→ Written request: Locate each line in the entries below that contains the string "answer" and copy those lines in full. Treat uppercase and lowercase letters as different.

→ Records to use:
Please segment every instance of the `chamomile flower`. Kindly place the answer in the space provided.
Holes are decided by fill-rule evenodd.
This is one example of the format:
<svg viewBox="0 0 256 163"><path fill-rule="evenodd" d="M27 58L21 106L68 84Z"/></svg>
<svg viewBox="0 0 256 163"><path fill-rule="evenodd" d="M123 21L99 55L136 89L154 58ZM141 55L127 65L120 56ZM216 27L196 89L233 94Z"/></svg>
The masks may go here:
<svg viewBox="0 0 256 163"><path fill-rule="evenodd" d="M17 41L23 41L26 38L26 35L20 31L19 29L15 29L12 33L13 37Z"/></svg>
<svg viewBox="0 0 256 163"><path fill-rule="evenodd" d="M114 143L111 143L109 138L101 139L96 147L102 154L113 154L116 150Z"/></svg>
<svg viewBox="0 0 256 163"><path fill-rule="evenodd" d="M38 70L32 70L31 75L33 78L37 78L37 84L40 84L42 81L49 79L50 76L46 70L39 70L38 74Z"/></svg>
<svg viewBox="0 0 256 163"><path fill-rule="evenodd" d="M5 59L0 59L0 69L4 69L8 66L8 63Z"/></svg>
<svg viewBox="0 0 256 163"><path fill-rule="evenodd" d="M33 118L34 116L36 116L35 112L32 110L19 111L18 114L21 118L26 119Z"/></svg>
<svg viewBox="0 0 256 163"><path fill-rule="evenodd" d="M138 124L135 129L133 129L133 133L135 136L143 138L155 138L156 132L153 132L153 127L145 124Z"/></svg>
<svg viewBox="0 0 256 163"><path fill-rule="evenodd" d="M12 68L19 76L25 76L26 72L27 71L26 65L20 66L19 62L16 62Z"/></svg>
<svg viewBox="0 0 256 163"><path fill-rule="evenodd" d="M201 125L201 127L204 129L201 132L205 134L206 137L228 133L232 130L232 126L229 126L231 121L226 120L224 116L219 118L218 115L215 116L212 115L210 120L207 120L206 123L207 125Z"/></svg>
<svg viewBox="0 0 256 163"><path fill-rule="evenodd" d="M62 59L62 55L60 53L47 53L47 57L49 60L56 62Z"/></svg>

→ Solution below:
Please segment every instance of the `chamomile flower`. Kindly place the answer in the space provided.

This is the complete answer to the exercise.